» **ABOUT THIS TASK**: Retype each entry below exactly as it stands.

» **Records from a dataset**:
==============================
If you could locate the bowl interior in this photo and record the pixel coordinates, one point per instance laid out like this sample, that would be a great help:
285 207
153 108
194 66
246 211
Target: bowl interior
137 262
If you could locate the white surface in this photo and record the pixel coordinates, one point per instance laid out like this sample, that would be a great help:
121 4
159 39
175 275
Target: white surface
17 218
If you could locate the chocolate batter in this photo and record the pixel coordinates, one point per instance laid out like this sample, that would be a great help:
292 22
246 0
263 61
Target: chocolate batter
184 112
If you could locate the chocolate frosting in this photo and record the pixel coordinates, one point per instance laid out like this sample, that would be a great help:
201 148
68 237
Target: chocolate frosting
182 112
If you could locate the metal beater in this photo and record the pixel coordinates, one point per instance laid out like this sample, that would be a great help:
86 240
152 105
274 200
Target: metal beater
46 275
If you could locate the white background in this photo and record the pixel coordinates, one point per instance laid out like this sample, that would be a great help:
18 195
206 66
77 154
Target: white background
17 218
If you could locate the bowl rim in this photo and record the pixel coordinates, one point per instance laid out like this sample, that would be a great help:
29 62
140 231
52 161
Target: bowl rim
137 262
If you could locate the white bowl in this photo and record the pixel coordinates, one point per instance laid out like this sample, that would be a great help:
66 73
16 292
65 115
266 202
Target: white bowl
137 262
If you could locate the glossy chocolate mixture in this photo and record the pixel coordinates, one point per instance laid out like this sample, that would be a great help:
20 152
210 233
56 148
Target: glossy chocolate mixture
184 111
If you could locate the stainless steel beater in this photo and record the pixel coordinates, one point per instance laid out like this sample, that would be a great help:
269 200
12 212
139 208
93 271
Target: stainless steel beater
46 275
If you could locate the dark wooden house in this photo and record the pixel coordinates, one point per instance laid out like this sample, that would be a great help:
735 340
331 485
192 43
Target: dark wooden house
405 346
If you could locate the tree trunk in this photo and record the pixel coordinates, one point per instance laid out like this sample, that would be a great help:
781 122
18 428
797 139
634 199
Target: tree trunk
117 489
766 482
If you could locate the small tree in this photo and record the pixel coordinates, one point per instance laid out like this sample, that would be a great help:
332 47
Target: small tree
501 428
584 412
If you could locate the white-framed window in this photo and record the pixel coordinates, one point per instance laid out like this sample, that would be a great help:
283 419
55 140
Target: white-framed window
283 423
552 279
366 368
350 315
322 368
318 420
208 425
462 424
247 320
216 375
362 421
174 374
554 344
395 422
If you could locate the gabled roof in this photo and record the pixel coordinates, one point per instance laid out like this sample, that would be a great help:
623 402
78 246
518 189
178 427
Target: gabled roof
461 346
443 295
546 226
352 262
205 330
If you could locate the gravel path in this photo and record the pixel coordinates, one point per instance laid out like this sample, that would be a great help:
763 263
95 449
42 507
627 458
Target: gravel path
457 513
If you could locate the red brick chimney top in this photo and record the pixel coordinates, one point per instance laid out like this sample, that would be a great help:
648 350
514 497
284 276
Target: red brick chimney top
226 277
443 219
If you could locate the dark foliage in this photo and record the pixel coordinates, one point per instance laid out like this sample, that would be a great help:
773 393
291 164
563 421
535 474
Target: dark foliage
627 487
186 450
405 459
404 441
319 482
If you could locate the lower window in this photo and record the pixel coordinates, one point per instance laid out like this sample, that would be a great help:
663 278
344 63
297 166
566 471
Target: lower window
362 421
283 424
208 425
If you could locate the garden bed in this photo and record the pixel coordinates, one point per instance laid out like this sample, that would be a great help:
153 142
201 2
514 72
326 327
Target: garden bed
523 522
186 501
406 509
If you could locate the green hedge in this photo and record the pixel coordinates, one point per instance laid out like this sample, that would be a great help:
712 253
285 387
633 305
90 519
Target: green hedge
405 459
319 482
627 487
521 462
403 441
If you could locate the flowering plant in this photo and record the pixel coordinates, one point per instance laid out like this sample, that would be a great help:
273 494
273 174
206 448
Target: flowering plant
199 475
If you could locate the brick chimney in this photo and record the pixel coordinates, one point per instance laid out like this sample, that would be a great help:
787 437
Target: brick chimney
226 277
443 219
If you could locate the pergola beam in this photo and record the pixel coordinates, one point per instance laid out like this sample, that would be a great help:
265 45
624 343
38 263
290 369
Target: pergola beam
==============================
» **ANSWER BOX**:
If you could locate the bowl interior in this photo and record the pixel coordinates, one point per instance laid out like this sample, that would be a great help:
285 207
153 108
194 66
246 211
Target: bowl interior
137 262
If you could locate the white surface in this photo and record the pixel coordinates, one point per instance laid out like this sample, that would be a great help:
121 4
159 39
175 275
Target: white surface
17 218
If you could locate the chocolate batter in this photo and record the pixel coordinates, one point per instance laid out like this sample, that would be a great help:
292 22
246 0
263 61
Target: chocolate batter
184 112
If you could locate the chocolate frosting in this photo and record the pixel coordinates, one point per instance laid out like this sample, that would be a great help:
201 148
68 237
Target: chocolate frosting
182 112
If you could locate the metal beater in this photo and record the pixel coordinates, one point per instance laid out like this sample, that would be a great help:
86 240
152 105
274 200
Target: metal beater
46 275
If you could locate the white background in this photo and record the pixel coordinates, one point per instance laid out like this sample, that would be a great help:
18 195
206 66
77 154
Target: white background
17 218
If you could locate the bowl rim in this photo and record the pixel coordinates, one point per instance laid out like this sample, that would be a great help:
29 62
140 231
52 161
Target: bowl rim
137 262
If you could locate the white bowl in this photo and record the pixel coordinates, one point per instance laid out like this sample, that would be a great help:
66 73
16 292
65 115
266 202
Target: white bowl
137 262
If you could locate the glossy chocolate mixture in this photo and record the pixel coordinates, one point per instance laid out like this sample, that would be a great help:
20 152
210 233
56 148
Target: glossy chocolate mixture
184 111
If you could locate the stainless steel beater in this photo and record the pixel coordinates, one point per instance laid out like this sample, that would be a great help:
269 200
12 212
139 208
93 271
Target: stainless steel beater
46 275
If you could locate the dark wooden house in this photo and record the pixel coordinates, one point per instance laid out like this sample, that would be a great help:
735 340
331 485
192 43
Target: dark wooden house
405 346
If you could locate the tree trunk in this photo and record the pixel coordinates, one point per instance laid out like this sample, that would be a great help:
781 122
18 428
797 139
634 199
Target: tree trunk
117 489
766 482
If you could locate the small tree in this photo and record the pixel coordinates, one point per instance laid out like this sample, that would be a great help:
332 47
Target: small tree
501 428
584 412
If you could locate the white-framed window in this photo and record the pixel coordinates, one point per instance laid out like this sample, that would be a great help:
283 419
55 140
Target: white-framed window
283 423
552 279
366 368
350 315
322 368
318 420
208 425
462 424
247 320
216 375
362 421
174 374
554 344
395 422
If you could locate the gabled roof in this photo and record the pixel coordinates, one point per instance laid out like this sample, that would be a great help:
623 402
78 246
518 189
178 427
Target: gabled roof
461 346
443 295
546 226
352 262
205 330
If you could locate the gravel path in this photo and record the pixel coordinates, one point per instance laid out like this sample, that would be a great help:
763 263
95 449
42 507
627 458
Target: gravel path
457 513
If you could locate the red brick chimney top in this photo and record the pixel coordinates, one point per instance laid out like this sample, that would be a great help:
648 350
514 497
284 276
Target: red brick chimney top
226 277
443 219
If you could locate the dark foliage in this photo and record the pixel coordinates, one point per instance laid out like this sample, that would be a great help:
773 393
291 164
563 421
535 474
Target: dark foliage
627 487
186 450
405 459
404 441
319 482
If you could locate the lower window in this photo and record the pixel coordinates, one point per instance laid out like this sample, that would be a great help:
663 278
344 63
297 166
566 471
Target: lower window
362 421
283 424
208 425
If you could locate the garden bed in this photo and record the pixel coordinates, one point per instance laid out like this sample, that would be a great help:
153 142
201 2
514 72
326 327
Target: garden bed
523 522
186 501
406 509
If you could locate the green hedge in this photo and record the pixel coordinates, one point per instance laid out like this sample, that would be a great help:
712 253
285 387
633 305
90 519
Target: green hedge
405 459
319 482
627 487
521 462
403 441
If you could locate the flowering plant in this photo and record the pixel coordinates, one point per instance laid out like this sample, that would be a great help:
273 494
273 174
206 448
Target: flowering plant
199 475
If you could locate the brick chimney in this photo and record the pixel coordinates, one point per instance laid out like this sample, that would be a great help:
787 437
Target: brick chimney
226 277
443 219
If you could locate the pergola beam in this photo and record the pixel coordinates, one point per instance laid out like this sample, that would be a great help:
265 45
624 343
38 263
290 369
Target: pergola beam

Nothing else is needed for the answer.